◆ DIRECTION: Transcribe only the part of the listing below that begins at the line containing "Keypoint placement: for each instance of the peacock crest, put" and runs to its final line, keeping both ends.

--- start ---

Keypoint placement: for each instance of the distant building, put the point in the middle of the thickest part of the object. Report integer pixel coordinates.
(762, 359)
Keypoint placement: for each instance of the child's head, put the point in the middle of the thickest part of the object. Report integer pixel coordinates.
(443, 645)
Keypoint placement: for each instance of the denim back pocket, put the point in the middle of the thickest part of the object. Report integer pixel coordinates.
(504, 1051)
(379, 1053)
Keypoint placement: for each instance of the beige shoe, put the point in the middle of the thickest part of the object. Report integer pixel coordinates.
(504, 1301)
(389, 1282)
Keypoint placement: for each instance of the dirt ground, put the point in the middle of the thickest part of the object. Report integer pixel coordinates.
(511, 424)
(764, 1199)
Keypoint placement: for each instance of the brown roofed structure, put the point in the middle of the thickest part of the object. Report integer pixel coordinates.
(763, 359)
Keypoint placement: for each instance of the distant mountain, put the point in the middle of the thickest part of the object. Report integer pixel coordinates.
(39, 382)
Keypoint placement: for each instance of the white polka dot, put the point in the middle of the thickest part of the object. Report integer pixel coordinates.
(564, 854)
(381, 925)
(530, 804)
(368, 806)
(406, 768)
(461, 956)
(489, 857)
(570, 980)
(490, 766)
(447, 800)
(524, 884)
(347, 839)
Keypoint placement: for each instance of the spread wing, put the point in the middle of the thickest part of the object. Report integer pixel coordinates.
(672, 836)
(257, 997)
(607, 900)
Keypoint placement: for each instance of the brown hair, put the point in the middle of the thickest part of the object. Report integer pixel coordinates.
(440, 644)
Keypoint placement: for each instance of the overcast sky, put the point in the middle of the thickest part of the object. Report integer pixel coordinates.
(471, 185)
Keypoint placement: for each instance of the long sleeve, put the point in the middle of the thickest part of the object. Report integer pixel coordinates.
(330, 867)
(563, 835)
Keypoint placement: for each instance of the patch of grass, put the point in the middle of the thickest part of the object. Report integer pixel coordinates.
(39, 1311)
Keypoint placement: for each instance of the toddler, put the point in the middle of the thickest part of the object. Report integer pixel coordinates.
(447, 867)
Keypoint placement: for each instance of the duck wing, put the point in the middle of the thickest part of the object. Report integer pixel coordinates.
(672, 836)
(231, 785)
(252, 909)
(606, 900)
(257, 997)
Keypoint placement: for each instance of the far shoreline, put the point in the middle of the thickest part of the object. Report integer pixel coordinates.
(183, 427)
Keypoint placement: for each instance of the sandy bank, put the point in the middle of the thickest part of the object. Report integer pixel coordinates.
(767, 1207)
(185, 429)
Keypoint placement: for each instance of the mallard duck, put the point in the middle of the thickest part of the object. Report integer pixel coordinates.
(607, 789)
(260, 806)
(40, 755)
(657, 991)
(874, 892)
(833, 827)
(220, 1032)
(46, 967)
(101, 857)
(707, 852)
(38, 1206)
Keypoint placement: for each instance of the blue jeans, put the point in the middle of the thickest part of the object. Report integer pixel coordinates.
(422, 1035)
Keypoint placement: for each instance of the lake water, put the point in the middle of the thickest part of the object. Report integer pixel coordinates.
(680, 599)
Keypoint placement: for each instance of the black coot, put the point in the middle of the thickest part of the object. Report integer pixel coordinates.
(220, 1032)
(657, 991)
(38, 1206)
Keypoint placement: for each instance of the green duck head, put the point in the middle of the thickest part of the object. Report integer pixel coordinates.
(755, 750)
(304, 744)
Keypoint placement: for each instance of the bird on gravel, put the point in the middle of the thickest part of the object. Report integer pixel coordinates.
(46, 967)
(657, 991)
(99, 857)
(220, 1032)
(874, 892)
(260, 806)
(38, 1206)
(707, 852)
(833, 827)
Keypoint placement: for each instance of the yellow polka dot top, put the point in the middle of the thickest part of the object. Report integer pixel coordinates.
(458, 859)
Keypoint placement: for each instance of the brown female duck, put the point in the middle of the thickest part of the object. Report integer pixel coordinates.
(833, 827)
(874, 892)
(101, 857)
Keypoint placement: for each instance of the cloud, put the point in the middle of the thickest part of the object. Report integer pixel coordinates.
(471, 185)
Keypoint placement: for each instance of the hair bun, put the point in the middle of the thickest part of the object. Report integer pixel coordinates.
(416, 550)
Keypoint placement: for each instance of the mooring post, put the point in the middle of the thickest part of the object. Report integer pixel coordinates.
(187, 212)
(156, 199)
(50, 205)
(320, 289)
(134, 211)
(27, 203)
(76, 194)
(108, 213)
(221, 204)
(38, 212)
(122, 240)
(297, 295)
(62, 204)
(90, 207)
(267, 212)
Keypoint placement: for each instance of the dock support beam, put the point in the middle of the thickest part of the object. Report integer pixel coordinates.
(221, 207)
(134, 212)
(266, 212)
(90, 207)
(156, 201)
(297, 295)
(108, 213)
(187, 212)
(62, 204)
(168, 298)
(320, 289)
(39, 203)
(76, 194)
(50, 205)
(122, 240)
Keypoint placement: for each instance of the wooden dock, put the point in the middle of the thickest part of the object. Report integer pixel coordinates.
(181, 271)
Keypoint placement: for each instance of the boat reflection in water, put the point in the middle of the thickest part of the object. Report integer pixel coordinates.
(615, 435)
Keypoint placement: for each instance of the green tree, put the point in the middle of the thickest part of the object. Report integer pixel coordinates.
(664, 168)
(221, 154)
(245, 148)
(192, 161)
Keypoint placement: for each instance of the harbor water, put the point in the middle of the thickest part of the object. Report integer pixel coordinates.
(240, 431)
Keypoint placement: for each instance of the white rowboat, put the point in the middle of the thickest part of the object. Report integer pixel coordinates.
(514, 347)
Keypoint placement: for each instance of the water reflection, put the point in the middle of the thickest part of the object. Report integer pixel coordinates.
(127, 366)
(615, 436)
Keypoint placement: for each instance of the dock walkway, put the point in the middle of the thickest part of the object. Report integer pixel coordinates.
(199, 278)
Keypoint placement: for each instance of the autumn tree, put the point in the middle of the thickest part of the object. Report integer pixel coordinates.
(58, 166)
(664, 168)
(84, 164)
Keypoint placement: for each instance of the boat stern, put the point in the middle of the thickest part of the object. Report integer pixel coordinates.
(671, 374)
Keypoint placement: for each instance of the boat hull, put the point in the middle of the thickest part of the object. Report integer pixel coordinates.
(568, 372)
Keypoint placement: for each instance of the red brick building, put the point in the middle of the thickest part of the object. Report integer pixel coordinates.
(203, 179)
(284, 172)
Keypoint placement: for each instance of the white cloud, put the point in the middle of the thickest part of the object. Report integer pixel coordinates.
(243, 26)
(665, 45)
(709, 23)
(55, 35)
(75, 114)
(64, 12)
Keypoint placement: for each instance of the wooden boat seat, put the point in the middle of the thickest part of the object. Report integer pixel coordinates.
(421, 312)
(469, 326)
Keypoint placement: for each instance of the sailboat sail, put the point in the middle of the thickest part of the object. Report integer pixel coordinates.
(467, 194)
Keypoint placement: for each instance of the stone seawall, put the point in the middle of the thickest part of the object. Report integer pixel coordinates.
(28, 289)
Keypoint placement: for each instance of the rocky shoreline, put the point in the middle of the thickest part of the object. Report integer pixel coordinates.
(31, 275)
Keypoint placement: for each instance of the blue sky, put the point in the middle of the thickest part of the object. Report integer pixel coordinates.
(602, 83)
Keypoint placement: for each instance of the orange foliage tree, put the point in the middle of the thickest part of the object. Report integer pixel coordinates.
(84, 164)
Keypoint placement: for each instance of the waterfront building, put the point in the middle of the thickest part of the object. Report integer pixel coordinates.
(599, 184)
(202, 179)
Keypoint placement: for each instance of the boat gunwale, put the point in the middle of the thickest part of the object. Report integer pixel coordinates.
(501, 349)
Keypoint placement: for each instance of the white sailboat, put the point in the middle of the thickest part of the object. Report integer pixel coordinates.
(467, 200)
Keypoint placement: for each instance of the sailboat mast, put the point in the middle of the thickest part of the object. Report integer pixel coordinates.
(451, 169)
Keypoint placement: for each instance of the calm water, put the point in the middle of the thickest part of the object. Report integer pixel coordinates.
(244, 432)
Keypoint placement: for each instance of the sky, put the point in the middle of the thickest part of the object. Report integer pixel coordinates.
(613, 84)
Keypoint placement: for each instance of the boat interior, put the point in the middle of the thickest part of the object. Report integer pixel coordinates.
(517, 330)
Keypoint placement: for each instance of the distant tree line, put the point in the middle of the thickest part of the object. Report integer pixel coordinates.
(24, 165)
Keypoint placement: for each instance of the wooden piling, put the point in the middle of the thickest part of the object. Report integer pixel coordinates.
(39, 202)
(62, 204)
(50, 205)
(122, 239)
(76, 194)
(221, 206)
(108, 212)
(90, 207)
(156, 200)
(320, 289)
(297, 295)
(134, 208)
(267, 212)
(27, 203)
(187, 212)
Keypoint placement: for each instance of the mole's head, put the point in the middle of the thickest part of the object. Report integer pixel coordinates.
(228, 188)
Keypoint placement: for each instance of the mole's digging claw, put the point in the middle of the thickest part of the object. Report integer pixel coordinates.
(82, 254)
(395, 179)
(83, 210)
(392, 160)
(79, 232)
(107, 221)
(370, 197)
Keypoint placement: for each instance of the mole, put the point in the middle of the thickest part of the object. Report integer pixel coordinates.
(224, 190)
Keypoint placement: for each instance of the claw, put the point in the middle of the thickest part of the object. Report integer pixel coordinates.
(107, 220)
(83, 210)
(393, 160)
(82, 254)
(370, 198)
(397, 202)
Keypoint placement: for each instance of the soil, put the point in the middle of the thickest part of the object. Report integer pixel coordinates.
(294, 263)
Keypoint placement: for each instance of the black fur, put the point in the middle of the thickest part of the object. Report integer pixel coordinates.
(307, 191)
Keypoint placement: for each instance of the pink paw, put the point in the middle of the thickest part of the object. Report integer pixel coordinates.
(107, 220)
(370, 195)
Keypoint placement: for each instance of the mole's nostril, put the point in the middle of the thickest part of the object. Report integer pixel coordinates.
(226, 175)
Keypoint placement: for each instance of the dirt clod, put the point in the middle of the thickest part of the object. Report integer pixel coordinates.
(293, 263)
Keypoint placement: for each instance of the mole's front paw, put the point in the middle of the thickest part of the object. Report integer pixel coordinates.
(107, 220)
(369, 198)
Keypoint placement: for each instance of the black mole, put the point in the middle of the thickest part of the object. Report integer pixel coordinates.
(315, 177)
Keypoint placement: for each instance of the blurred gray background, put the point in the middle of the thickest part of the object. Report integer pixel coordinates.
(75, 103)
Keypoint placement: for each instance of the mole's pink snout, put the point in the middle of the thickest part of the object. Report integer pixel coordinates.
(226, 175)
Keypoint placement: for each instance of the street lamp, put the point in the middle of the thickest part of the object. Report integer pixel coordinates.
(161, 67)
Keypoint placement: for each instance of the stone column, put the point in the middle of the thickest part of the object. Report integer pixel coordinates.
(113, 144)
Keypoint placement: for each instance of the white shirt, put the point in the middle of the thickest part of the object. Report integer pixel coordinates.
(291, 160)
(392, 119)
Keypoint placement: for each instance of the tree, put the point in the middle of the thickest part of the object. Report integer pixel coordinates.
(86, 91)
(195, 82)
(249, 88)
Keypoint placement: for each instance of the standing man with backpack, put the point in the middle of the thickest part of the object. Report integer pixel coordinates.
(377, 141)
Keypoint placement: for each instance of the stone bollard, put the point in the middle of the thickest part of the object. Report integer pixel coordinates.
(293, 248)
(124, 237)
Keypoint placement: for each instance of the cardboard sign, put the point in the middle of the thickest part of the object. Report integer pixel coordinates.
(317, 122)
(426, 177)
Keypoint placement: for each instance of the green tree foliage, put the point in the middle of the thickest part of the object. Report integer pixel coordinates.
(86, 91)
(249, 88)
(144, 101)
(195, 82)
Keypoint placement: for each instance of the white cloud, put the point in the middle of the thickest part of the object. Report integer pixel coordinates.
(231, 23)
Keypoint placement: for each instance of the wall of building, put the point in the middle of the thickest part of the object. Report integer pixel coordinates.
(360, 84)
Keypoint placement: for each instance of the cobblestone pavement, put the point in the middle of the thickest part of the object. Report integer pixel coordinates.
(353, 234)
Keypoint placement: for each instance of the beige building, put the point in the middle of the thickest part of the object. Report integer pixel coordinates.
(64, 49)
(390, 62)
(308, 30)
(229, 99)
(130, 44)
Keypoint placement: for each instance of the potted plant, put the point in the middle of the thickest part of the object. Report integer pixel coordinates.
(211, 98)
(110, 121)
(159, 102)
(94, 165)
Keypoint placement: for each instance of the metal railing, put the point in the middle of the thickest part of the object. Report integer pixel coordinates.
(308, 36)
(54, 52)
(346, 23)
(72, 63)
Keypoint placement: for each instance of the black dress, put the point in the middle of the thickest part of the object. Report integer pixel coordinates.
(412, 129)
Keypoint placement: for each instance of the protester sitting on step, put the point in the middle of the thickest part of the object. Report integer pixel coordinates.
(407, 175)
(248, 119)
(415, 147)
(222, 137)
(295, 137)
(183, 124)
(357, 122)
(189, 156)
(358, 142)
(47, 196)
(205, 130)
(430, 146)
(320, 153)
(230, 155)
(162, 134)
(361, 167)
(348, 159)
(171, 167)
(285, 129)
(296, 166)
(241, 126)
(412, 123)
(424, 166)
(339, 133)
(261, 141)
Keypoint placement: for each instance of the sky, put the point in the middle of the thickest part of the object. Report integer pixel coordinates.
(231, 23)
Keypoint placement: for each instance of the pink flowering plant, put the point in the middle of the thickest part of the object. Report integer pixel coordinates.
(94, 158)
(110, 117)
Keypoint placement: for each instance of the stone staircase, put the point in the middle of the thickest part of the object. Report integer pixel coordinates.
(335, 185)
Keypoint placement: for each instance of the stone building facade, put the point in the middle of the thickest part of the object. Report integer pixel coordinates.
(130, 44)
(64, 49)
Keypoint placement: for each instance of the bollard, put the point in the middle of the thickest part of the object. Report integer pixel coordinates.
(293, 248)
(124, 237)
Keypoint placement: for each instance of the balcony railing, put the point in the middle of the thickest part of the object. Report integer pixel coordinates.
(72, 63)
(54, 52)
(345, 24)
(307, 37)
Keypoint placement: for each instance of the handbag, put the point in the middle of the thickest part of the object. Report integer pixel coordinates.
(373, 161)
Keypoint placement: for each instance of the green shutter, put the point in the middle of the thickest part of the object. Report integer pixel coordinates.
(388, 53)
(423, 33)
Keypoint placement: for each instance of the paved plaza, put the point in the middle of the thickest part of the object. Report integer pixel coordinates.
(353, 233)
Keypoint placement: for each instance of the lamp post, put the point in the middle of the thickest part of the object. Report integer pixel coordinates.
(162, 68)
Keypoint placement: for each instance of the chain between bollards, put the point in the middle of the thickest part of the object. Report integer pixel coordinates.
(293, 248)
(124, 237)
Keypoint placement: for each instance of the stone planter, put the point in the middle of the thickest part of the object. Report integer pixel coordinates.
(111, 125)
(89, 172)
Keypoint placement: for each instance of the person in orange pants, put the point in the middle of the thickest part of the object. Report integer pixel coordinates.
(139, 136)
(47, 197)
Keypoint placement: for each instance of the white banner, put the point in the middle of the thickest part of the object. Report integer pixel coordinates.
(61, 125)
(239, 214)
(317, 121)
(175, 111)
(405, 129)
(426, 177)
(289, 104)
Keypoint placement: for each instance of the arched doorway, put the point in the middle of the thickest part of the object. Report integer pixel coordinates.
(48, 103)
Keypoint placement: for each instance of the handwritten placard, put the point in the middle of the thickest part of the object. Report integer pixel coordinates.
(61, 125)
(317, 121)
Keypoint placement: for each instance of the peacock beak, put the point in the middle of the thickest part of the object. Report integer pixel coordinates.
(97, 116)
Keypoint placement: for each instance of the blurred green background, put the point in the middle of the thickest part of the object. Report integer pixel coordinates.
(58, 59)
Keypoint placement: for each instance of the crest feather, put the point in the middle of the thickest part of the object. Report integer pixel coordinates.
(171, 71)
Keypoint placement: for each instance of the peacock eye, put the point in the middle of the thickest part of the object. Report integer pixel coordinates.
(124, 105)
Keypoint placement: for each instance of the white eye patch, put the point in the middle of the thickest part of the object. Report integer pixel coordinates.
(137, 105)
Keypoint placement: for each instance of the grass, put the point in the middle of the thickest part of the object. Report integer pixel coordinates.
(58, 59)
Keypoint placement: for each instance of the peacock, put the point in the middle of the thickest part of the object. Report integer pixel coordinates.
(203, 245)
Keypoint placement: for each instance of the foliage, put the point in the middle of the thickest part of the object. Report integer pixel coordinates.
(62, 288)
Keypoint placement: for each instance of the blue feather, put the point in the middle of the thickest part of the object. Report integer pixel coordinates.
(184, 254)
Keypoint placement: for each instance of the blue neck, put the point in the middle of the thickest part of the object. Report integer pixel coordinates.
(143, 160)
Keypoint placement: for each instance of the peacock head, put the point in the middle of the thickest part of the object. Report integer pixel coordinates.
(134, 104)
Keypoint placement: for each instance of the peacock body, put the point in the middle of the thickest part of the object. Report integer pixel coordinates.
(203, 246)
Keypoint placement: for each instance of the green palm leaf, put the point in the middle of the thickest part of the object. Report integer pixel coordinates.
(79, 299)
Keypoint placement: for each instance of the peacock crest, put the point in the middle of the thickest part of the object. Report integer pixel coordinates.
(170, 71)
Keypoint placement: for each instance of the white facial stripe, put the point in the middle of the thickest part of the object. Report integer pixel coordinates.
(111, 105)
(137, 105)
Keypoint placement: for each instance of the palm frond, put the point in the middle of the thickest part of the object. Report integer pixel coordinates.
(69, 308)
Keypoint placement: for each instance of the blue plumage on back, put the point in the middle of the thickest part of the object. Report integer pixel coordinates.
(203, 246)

--- end ---

◆ FULL OUTPUT:
Keypoint placement: for each instance of the peacock crest, put the point in the middle of the thickest part of the object. Report integer pixel coordinates.
(170, 71)
Keypoint placement: for each instance of the white facial stripe, put the point in the middle of the thickest part of the object. Report integer pixel coordinates.
(111, 105)
(137, 105)
Keypoint placement: for each instance of the palm frond, put the point in the middle of the thickest part of the object. Report integer pixel coordinates.
(69, 308)
Keypoint placement: for each instance of the blue plumage on back, put the point in the middle of the thickest part of the object. Report integer pixel coordinates.
(203, 246)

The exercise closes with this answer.